_KUMPULAN LATIHAN_:
A - Sunting bagian berita penolakan geotermal Poco Leok dari "Ruteng, Ekorantt.com –" sampai "bermakna dengan masyarakatnya.", lalu tuliskan bagian itu kembali dengan "Bupati Nabit" diganti menjadi "Herybertus Nabit".
B - Lanjutkan berita penolakan geotermal Poco Leok mulai setelah kalimat terakhirnya.

_TEKS BACAAN_:
↓↓↓
Koalisi Advokasi Kecam Bupati Manggarai yang Kerahkan Massa Tandingan saat Demo Tolak Geotermal

Mereka menyebut tindakan tersebut sebagai bentuk kekerasan struktural yang mencederai demokrasi dan membahayakan kohesi sosial.

Ruteng, Ekorantt.com – Koalisi Advokasi Tolak Geotermal Flores mengecam keras tindakan Bupati Manggarai, Herybertus G. L. Nabit, yang dinilai menghalangi aksi damai masyarakat adat Poco Leok dengan mengerahkan massa tandingan saat demonstrasi di Ruteng, ibu kota Kabupaten Manggarai, Kamis, 5 Juni 2025.

Koalisi ini terdiri dari sejumlah organisasi masyarakat sipil, antara lain Jaringan Advokasi Tambang (JATAM), Terranusa, Justice, Peace, and Integrity of Creation Ordo Fratrum Minorum (JPIC OFM) Indonesia, AMAN Nusa Bunga, Sunspirit for Justice and Peace, serta Walhi NTT.

Dalam pernyataan tertulis yang diterima Ekora NTT pada Jumat, 6 Juni 2025, mereka menyebut tindakan Bupati Nabit sebagai bentuk kepengecutan politik dan manipulatif, alih-alih menciptakan ruang dialog yang bermakna dengan masyarakatnya.

“Alih-alih membuka ruang dialog untuk mendengarkan aspirasi rakyat, Bupati Nabit justru memilih memainkan politik adu domba,” kata mereka.

Koalisi menilai Bupati Nabit memperalat sebagian warga untuk membungkam aspirasi masyarakat adat Poco Leok.

Mereka menyebut tindakan tersebut sebagai bentuk kekerasan struktural yang mencederai demokrasi dan membahayakan kohesi sosial.

“Yang perlu diingat oleh Bupati Nabit adalah warga Poco Leok berhak melakukan aksi damai sebagai bentuk penolakan terhadap proyek panas bumi yang mengancam ruang hidup, budaya, dan lingkungan mereka.”

Aksi damai itu, menurut koalisi, merupakan hak konstitusional yang dijamin oleh UUD 1945 dan UU Nomor 9 Tahun 1998 tentang Kemerdekaan Menyampaikan Pendapat di Muka Umum. Karena itu, segala bentuk pembungkaman merupakan pelanggaran hukum dan tindakan anti-demokrasi.
↑↑↑
_DATA YANG DIBERIKAN_:
↓↓↓
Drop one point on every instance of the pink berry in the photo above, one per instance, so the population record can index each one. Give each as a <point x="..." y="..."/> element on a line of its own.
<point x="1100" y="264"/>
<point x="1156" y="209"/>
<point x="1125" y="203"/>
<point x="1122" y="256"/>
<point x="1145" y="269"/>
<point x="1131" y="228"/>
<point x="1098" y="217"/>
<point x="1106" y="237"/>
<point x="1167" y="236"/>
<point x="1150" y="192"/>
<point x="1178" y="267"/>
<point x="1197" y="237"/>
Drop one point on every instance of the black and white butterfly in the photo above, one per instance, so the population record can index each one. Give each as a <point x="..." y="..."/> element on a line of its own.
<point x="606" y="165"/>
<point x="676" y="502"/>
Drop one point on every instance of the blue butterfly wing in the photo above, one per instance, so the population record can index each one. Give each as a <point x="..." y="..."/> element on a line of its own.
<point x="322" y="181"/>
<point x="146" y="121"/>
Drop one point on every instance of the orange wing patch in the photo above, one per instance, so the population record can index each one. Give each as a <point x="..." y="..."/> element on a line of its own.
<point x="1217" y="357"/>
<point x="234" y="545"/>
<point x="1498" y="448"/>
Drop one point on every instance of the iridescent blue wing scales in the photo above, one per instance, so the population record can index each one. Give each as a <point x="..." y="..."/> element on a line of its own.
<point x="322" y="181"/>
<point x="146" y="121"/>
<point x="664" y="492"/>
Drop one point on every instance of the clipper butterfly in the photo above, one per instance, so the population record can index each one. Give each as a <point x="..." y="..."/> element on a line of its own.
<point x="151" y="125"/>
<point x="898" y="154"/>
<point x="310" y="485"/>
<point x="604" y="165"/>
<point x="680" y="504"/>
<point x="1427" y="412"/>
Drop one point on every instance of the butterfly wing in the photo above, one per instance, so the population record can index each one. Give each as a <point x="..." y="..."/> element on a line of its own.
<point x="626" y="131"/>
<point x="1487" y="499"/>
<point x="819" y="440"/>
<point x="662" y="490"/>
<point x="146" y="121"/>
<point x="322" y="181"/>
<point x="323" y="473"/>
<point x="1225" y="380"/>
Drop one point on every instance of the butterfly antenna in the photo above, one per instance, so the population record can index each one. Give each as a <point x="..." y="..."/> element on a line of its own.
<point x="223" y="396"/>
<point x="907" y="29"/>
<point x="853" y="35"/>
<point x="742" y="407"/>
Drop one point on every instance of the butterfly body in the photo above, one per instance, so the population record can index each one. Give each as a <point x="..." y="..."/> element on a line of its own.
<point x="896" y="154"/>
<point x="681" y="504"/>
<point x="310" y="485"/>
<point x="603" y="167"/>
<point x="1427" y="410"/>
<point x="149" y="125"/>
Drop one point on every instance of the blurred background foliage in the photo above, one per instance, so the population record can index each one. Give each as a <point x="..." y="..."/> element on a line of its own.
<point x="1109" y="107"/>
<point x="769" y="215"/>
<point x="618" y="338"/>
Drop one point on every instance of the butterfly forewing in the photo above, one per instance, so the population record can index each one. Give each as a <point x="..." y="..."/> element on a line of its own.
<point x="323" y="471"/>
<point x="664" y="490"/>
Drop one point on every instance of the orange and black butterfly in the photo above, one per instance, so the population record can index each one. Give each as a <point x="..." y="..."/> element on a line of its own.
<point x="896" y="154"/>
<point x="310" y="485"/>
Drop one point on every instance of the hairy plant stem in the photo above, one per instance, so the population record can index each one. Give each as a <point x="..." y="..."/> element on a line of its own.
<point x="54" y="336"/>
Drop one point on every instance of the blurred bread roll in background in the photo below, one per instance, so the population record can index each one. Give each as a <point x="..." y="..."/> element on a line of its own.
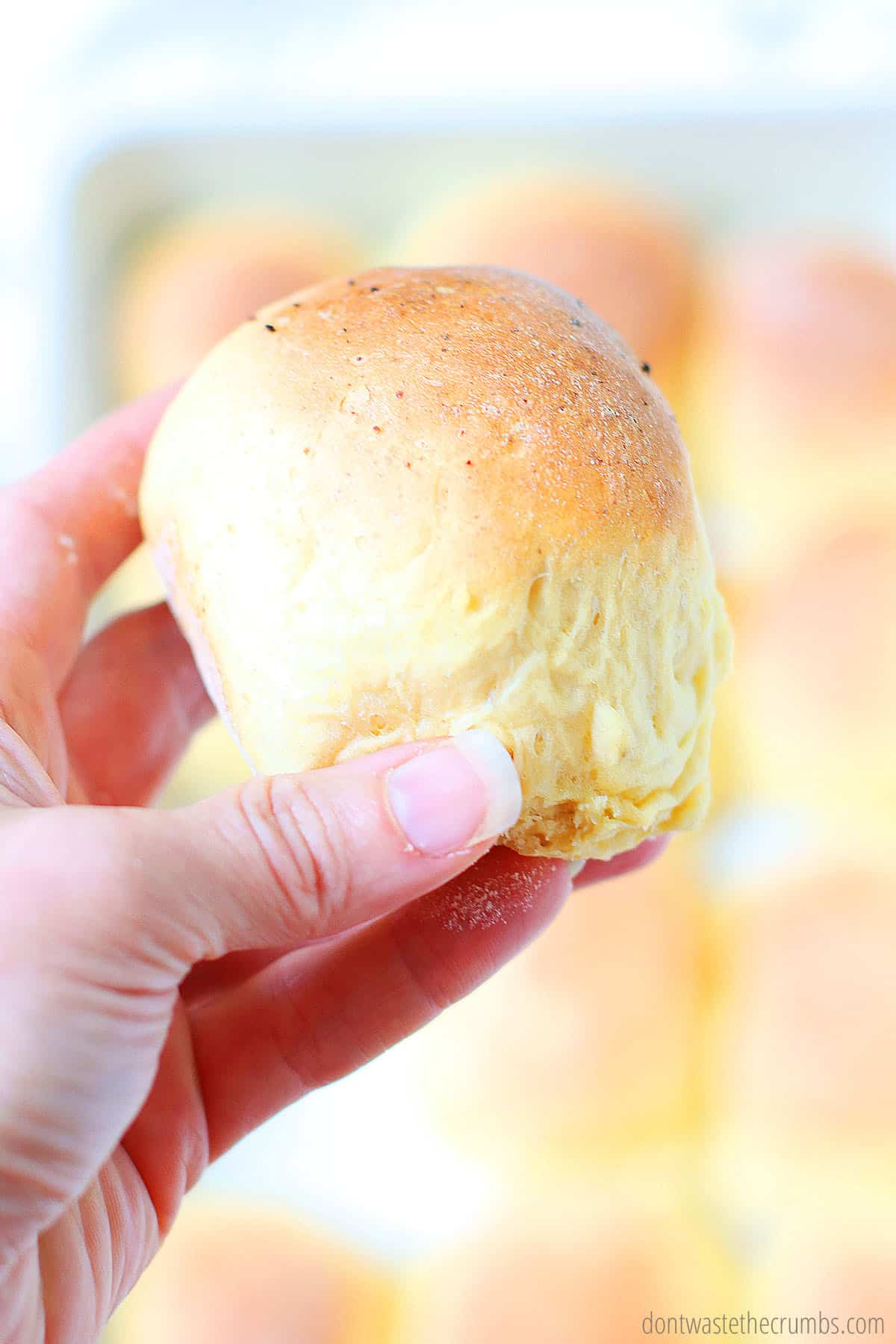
<point x="575" y="1261"/>
<point x="586" y="1045"/>
<point x="421" y="502"/>
<point x="629" y="258"/>
<point x="803" y="1030"/>
<point x="791" y="410"/>
<point x="817" y="662"/>
<point x="233" y="1273"/>
<point x="193" y="279"/>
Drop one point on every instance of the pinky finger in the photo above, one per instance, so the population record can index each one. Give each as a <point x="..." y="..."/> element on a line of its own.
<point x="316" y="1015"/>
<point x="131" y="706"/>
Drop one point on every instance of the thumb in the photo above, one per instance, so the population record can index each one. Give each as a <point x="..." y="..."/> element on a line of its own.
<point x="282" y="860"/>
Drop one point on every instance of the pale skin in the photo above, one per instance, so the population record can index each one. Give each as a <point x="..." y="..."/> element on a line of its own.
<point x="168" y="980"/>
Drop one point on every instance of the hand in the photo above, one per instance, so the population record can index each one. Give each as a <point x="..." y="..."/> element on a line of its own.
<point x="168" y="980"/>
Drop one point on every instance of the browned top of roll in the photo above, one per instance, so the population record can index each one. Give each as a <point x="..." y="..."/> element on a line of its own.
<point x="516" y="386"/>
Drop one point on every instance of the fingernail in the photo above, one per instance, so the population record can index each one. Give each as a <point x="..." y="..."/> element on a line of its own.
<point x="455" y="796"/>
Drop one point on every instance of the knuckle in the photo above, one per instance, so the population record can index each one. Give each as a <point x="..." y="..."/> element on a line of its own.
<point x="302" y="846"/>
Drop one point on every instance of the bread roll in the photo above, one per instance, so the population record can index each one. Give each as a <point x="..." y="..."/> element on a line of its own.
<point x="817" y="660"/>
<point x="793" y="398"/>
<point x="629" y="258"/>
<point x="588" y="1043"/>
<point x="193" y="280"/>
<point x="574" y="1263"/>
<point x="231" y="1275"/>
<point x="420" y="502"/>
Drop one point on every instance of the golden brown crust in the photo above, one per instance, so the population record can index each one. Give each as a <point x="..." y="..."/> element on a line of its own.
<point x="417" y="502"/>
<point x="536" y="394"/>
<point x="630" y="260"/>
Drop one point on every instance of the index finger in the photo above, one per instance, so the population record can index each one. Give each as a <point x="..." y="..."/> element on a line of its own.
<point x="69" y="527"/>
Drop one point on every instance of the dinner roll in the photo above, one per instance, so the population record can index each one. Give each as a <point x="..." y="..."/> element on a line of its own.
<point x="418" y="502"/>
<point x="233" y="1273"/>
<point x="588" y="1043"/>
<point x="628" y="257"/>
<point x="793" y="396"/>
<point x="191" y="280"/>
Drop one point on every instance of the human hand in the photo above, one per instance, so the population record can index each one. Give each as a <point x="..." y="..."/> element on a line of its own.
<point x="168" y="980"/>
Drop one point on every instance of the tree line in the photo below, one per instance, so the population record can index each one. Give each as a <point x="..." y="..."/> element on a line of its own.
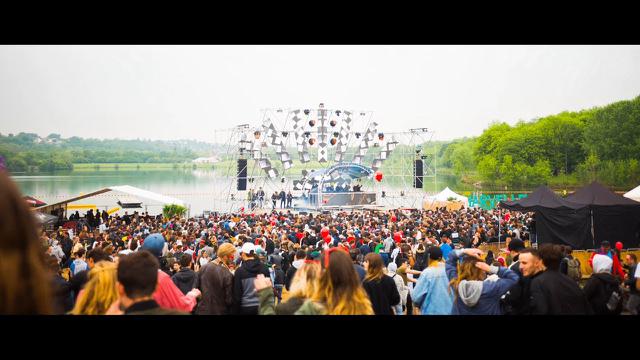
<point x="28" y="152"/>
<point x="570" y="148"/>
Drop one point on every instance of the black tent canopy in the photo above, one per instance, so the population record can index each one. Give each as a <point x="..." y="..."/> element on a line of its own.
<point x="614" y="217"/>
<point x="558" y="221"/>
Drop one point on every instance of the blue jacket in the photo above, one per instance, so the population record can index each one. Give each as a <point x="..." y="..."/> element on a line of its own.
<point x="479" y="297"/>
<point x="432" y="292"/>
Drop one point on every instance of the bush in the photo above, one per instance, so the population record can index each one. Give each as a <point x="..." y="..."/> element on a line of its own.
<point x="172" y="210"/>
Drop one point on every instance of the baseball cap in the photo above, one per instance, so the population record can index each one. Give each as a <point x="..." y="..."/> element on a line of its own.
<point x="516" y="244"/>
<point x="248" y="247"/>
<point x="435" y="253"/>
<point x="154" y="244"/>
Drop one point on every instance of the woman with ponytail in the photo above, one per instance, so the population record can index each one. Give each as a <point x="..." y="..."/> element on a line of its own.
<point x="474" y="294"/>
<point x="99" y="292"/>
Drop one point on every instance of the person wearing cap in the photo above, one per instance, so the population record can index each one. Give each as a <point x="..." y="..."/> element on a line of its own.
<point x="605" y="249"/>
<point x="299" y="257"/>
<point x="553" y="293"/>
<point x="445" y="246"/>
<point x="215" y="280"/>
<point x="167" y="294"/>
<point x="432" y="294"/>
<point x="137" y="278"/>
<point x="382" y="291"/>
<point x="515" y="246"/>
<point x="600" y="287"/>
<point x="184" y="278"/>
<point x="473" y="294"/>
<point x="246" y="301"/>
<point x="402" y="289"/>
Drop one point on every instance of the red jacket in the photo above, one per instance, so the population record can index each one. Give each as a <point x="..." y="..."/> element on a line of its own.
<point x="617" y="269"/>
<point x="168" y="296"/>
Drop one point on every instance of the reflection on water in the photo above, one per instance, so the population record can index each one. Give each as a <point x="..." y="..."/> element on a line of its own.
<point x="201" y="189"/>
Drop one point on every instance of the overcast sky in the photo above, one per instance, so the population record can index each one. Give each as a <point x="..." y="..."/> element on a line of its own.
<point x="176" y="92"/>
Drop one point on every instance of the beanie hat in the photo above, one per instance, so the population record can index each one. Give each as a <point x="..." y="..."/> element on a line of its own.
<point x="435" y="253"/>
<point x="602" y="263"/>
<point x="154" y="244"/>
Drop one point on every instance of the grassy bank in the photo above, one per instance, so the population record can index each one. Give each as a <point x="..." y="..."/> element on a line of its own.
<point x="139" y="166"/>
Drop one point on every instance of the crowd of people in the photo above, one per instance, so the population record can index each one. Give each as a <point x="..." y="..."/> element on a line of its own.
<point x="396" y="262"/>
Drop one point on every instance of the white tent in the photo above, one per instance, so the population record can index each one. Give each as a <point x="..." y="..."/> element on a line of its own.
<point x="633" y="194"/>
<point x="125" y="189"/>
<point x="446" y="194"/>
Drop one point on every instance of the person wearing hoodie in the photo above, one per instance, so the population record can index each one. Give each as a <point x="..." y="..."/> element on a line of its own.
<point x="166" y="294"/>
<point x="246" y="301"/>
<point x="295" y="265"/>
<point x="605" y="249"/>
<point x="185" y="278"/>
<point x="474" y="295"/>
<point x="303" y="286"/>
<point x="553" y="293"/>
<point x="600" y="287"/>
<point x="402" y="289"/>
<point x="382" y="291"/>
<point x="215" y="280"/>
<point x="432" y="294"/>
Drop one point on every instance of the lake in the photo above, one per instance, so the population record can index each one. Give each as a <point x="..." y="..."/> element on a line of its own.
<point x="201" y="189"/>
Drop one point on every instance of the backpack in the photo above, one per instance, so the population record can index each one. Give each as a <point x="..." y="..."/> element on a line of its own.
<point x="615" y="298"/>
<point x="573" y="269"/>
<point x="614" y="301"/>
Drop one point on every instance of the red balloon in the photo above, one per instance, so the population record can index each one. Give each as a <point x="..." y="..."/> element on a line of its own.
<point x="327" y="239"/>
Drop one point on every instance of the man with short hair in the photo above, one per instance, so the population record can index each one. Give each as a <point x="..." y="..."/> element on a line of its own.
<point x="246" y="301"/>
<point x="359" y="269"/>
<point x="185" y="278"/>
<point x="215" y="280"/>
<point x="299" y="258"/>
<point x="633" y="304"/>
<point x="167" y="294"/>
<point x="432" y="294"/>
<point x="137" y="281"/>
<point x="553" y="293"/>
<point x="78" y="264"/>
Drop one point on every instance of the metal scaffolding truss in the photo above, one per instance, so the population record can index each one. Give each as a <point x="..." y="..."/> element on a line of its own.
<point x="290" y="140"/>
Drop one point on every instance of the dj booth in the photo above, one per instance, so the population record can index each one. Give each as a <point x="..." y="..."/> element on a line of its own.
<point x="343" y="199"/>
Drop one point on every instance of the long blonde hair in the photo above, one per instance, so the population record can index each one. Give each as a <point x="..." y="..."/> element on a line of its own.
<point x="467" y="271"/>
<point x="305" y="282"/>
<point x="100" y="291"/>
<point x="339" y="289"/>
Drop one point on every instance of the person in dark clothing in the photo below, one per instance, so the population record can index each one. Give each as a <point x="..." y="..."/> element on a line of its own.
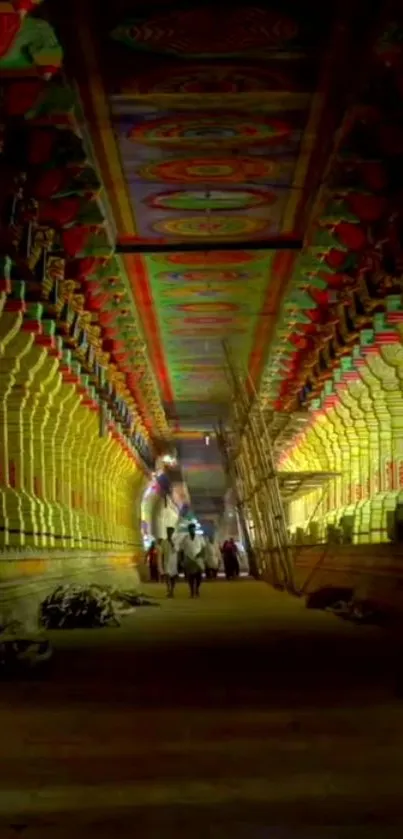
<point x="230" y="558"/>
<point x="193" y="560"/>
<point x="152" y="559"/>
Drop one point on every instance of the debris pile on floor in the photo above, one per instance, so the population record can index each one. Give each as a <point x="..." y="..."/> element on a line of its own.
<point x="78" y="607"/>
<point x="342" y="602"/>
<point x="89" y="607"/>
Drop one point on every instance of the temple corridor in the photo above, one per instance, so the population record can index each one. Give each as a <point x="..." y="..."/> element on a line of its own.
<point x="219" y="717"/>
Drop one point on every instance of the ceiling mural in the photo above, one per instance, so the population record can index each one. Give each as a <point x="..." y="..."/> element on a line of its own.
<point x="208" y="127"/>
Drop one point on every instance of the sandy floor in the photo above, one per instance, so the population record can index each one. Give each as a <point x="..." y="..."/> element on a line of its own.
<point x="241" y="715"/>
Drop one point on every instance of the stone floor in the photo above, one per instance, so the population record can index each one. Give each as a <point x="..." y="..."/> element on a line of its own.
<point x="242" y="714"/>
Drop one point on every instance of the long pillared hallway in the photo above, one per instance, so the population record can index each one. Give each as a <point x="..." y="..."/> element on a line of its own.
<point x="201" y="331"/>
<point x="221" y="717"/>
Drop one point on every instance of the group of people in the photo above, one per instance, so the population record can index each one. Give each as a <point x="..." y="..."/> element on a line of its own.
<point x="192" y="555"/>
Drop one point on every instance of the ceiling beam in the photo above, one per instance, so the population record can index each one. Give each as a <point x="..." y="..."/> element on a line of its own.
<point x="279" y="243"/>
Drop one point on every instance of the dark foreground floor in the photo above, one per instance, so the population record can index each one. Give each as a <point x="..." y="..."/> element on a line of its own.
<point x="239" y="715"/>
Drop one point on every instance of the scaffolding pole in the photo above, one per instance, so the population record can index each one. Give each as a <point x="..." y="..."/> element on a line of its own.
<point x="250" y="465"/>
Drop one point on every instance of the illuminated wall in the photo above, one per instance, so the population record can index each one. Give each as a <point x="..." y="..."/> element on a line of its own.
<point x="158" y="512"/>
<point x="356" y="430"/>
<point x="69" y="498"/>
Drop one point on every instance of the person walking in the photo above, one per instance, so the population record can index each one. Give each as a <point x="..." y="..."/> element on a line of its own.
<point x="193" y="559"/>
<point x="212" y="559"/>
<point x="230" y="557"/>
<point x="170" y="561"/>
<point x="152" y="559"/>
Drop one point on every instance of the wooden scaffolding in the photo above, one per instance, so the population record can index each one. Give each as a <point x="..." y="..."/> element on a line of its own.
<point x="247" y="453"/>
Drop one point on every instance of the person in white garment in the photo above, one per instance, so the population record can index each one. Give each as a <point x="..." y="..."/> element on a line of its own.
<point x="193" y="548"/>
<point x="170" y="561"/>
<point x="212" y="557"/>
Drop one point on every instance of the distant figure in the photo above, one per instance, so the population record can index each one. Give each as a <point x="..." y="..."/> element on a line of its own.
<point x="212" y="557"/>
<point x="193" y="559"/>
<point x="170" y="561"/>
<point x="152" y="559"/>
<point x="159" y="558"/>
<point x="230" y="556"/>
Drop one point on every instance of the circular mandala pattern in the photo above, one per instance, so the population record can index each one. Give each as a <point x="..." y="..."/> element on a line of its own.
<point x="214" y="199"/>
<point x="207" y="321"/>
<point x="217" y="80"/>
<point x="205" y="276"/>
<point x="213" y="258"/>
<point x="210" y="169"/>
<point x="205" y="130"/>
<point x="204" y="31"/>
<point x="206" y="308"/>
<point x="211" y="228"/>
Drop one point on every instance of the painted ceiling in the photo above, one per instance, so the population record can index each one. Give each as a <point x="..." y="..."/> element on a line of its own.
<point x="208" y="124"/>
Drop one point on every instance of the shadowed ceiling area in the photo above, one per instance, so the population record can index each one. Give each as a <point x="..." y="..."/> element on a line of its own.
<point x="210" y="128"/>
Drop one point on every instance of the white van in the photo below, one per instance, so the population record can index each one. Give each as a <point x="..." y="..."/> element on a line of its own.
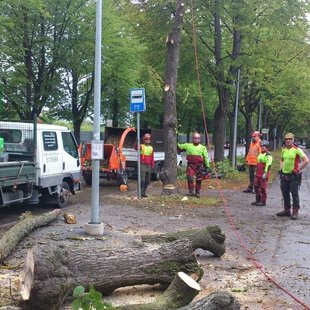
<point x="43" y="162"/>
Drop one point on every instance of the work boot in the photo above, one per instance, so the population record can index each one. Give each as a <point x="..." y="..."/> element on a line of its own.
<point x="285" y="212"/>
<point x="249" y="190"/>
<point x="261" y="204"/>
<point x="294" y="215"/>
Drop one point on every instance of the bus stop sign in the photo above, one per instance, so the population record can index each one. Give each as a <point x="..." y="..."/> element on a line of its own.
<point x="137" y="100"/>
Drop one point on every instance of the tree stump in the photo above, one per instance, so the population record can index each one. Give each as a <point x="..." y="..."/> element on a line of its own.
<point x="58" y="269"/>
<point x="211" y="238"/>
<point x="215" y="301"/>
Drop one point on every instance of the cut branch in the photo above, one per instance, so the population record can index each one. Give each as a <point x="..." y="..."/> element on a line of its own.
<point x="27" y="224"/>
<point x="211" y="238"/>
<point x="59" y="269"/>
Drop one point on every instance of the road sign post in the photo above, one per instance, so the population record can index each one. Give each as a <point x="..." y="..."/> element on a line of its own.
<point x="137" y="105"/>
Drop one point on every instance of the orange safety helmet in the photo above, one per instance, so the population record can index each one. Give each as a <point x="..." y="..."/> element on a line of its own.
<point x="255" y="133"/>
<point x="147" y="136"/>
↑↑↑
_DAFTAR JAWABAN_:
A -
Ruteng, Ekorantt.com – Koalisi Advokasi Tolak Geotermal Flores mengecam keras tindakan Bupati Manggarai, Herybertus G. L. Nabit, yang dinilai menghalangi aksi damai masyarakat adat Poco Leok dengan mengerahkan massa tandingan saat demonstrasi di Ruteng, ibu kota Kabupaten Manggarai, Kamis, 5 Juni 2025.

Koalisi ini terdiri dari sejumlah organisasi masyarakat sipil, antara lain Jaringan Advokasi Tambang (JATAM), Terranusa, Justice, Peace, and Integrity of Creation Ordo Fratrum Minorum (JPIC OFM) Indonesia, AMAN Nusa Bunga, Sunspirit for Justice and Peace, serta Walhi NTT.

Dalam pernyataan tertulis yang diterima Ekora NTT pada Jumat, 6 Juni 2025, mereka menyebut tindakan Herybertus Nabit sebagai bentuk kepengecutan politik dan manipulatif, alih-alih menciptakan ruang dialog yang bermakna dengan masyarakatnya.

B -
Kontras dengan Wilayah Lain

Koalisi menyoroti aksi serupa dilakukan di tiga kabupaten lain di Pulau Flores—Ende, Ngada, dan Nagekeo—namun berlangsung damai tanpa adanya tindakan represif dari pemerintah setempat.

Di Ngada, warga dari 19 paroki dan dua stasi di Kevikepan Bajawa bersama pemuka agama Katolik menggelar orasi damai yang diiringi doa.

Di Ende, ribuan orang dari 39 paroki, tokoh adat, tokoh agama, dan organisasi mahasiswa menyampaikan aspirasi mereka secara damai di depan kantor DPRD dan kantor bupati.

Begitu juga di Nagekeo, lebih dari 3.000 peserta aksi dari 20 paroki, kalangan mahasiswa, biarawan-biarawati, dan elemen masyarakat lainnya turut menyuarakan penolakan.

“Dari keempat kabupaten yang menggelar aksi damai, hanya di Manggarai yang menyisakan luka karena kecongkakan dan arogansi pemimpinnya.”

Lebih lanjut, koalisi menyebut dukungan penuh Bupati Nabit terhadap proyek panas bumi sebagai bukti keberpihakan terhadap kepentingan pemodal, bukan rakyat.

Mereka menyebut tindakan tersebut sebagai bentuk pengkhianatan terhadap prinsip demokrasi, keadilan ekologis, serta hak masyarakat atas tanah dan kehidupan yang layak.

Koalisi juga mengecam Bank Pembangunan Jerman (KfW) yang mendanai proyek tersebut, dan menuntut agar bank tersebut menghentikan keterlibatannya di Flores.

“Tak ada pilihan lain bagi KfW. Pemaksaan proyek panas bumi hanya akan melanggengkan kejahatan kemanusiaan di bumi Flores,” tegas mereka.

Tuntutan Koalisi

Koalisi menyampaikan tujuh tuntutan utama: pertama, hentikan segala bentuk intimidasi, kekerasan, dan pembungkaman terhadap masyarakat adat Poco Leok.

Kedua, hentikan praktik adu domba yang memperuncing konflik dan merusak kohesi sosial di Manggarai.

Ketiga, Bupati Nabit harus bertanggung jawab penuh atas pelanggaran HAM terhadap masyarakat adat Poco Leok.

Keempat, Bank Pembangunan Jerman (KfW) juga harus bertanggung jawab atas konflik horizontal dan pelanggaran HAM yang terjadi akibat proyek geotermal.

Kelima, Kementerian ESDM harus bertanggung jawab atas kekerasan dan pelanggaran HAM terkait penolakan proyek geotermal.

Keenam, hentikan seluruh rencana proyek geotermal di Pulau Flores.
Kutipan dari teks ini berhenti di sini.